SOURCE:
================================
In my long-distant youth, I was involved with some lightning-related research in the desert Southwest. I recall being near a ridge as a storm approached, feeling an odd prickling sensation -- it was the hairs on my body standing up as 'static electricity' began to build across my body. Basically, a strong approaching electric field was starting to polarize me. This not a good thing. I threw myself flat and waited out a sudden, rather nasty storm -- complete with a few unpleasant lightning bolts.:o

Clearly, I survived. And you can, too.:thumbup:

Supposedly, squatting with your hands on your knees is to encourage the charge to pass through your arms, into your legs and then to ground. This avoids cooking your tender innards.
 
This was weird. Two weeks ago the wife and I were at the Drive-in. There was a distant thunderstorm approaching.Spectacular cloud to cloud lightning. Then, the area between the front row and the screen lit up in a temporarily blinding flash of light . But, it did not thunder.
================================
EXCERPTED RECORDS:
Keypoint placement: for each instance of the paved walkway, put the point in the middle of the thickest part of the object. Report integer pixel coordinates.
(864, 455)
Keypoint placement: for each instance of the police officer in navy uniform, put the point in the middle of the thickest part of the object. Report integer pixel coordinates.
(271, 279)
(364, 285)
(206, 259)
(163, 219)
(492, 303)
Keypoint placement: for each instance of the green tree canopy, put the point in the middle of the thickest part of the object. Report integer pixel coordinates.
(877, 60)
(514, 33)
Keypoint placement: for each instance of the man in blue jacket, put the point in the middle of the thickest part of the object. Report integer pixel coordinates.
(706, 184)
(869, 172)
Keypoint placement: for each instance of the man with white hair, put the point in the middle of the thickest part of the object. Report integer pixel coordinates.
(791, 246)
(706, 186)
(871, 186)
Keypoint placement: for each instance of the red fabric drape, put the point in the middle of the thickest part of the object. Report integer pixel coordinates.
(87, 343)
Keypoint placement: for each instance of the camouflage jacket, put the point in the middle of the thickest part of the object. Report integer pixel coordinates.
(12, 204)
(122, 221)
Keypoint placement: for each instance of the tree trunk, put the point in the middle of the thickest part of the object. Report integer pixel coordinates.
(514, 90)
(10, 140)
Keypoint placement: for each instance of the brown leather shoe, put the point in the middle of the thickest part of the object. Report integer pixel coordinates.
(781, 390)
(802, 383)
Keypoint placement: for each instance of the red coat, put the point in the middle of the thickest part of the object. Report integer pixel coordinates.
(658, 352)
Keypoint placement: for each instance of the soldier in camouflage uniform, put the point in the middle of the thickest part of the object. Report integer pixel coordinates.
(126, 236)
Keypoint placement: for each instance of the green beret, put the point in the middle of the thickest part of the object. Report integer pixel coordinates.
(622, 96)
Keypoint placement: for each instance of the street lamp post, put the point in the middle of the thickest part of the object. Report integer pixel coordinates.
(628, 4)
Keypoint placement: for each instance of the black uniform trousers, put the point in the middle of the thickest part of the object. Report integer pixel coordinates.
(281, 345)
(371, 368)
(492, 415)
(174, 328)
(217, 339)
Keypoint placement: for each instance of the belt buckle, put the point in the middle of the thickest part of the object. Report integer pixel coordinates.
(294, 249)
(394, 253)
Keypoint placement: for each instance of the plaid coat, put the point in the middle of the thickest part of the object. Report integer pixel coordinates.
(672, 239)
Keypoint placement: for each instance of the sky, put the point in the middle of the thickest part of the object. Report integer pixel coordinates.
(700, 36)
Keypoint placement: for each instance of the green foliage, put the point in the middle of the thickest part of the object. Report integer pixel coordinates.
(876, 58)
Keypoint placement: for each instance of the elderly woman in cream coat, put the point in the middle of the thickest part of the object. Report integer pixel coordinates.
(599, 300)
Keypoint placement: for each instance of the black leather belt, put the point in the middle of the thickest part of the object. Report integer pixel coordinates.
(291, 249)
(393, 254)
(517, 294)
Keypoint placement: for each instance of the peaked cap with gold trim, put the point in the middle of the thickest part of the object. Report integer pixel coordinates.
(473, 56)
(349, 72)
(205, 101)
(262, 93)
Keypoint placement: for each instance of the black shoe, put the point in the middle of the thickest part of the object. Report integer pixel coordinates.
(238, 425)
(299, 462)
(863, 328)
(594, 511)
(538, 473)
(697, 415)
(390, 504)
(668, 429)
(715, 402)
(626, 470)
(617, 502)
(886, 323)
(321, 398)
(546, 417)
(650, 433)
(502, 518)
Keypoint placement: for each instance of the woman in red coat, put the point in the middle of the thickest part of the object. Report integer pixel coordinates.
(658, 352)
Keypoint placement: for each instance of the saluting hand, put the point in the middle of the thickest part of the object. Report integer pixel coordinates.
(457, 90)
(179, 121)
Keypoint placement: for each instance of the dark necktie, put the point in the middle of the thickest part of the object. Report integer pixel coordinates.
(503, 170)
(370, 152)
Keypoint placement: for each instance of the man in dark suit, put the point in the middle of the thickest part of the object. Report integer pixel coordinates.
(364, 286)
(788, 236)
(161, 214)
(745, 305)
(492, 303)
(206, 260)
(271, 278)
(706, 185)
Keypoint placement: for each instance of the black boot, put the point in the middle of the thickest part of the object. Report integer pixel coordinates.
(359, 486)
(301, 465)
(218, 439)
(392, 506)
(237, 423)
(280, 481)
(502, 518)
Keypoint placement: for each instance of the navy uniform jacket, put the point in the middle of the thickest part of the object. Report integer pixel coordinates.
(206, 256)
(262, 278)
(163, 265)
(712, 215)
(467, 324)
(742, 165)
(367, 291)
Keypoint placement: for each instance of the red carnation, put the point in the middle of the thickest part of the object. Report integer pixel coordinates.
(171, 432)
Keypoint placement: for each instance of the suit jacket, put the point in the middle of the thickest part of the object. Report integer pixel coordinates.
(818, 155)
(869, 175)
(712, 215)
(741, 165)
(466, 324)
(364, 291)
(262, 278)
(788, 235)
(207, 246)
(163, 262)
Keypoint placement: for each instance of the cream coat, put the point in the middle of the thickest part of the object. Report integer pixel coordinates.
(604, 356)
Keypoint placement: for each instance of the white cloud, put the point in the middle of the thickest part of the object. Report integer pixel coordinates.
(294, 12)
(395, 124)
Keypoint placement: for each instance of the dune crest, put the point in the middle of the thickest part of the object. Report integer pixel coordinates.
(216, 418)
================================
AIM OF THE EXERCISE: Write the next few sentences of the lightning text above, picking up right after its last line.

OUTPUT FOR THIS TASK:
 
Don't be the highest point in the vicinity. Don't seek refuge under a high point. Shed any metal objects. If on or in the water, get off/out.

I was 100 miles offshore south of Cape Hatteras in the middle of the night when a big squall line came through with lots of lighting. Very scary. I guess because the mast and everything else metal mounted to my sailboat was grounded to the keel, it kept it from getting struck. (or just lucky)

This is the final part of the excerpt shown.